**WORK TASK**
A word-for-word copy of every entry below is required; the images do not belong in it.
════════════════════
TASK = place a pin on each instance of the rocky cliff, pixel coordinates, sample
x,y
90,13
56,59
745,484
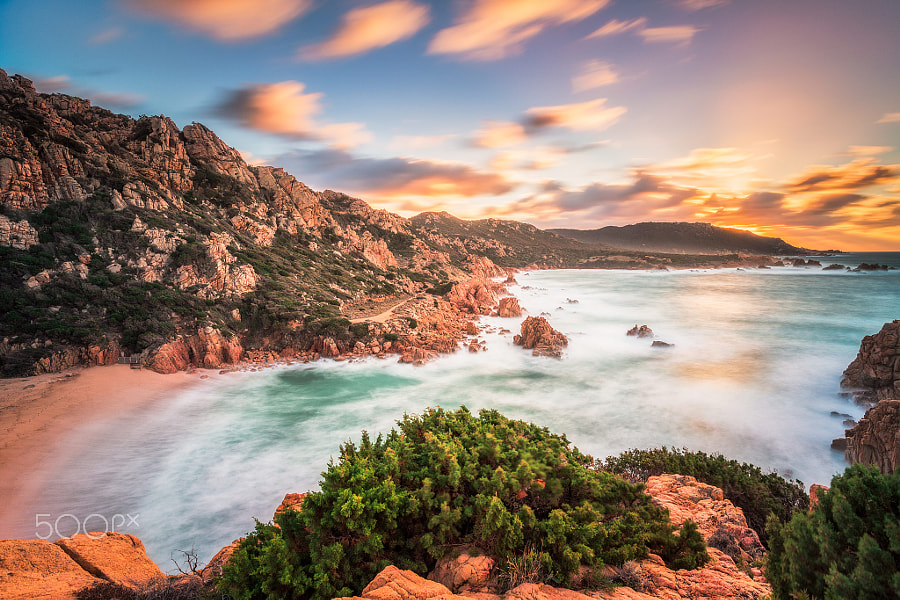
════════════════════
**ANSWER BELOW**
TASK = place a pin on each instance of the rocky cliff, pixel coordinates, sample
x,y
90,13
56,59
745,484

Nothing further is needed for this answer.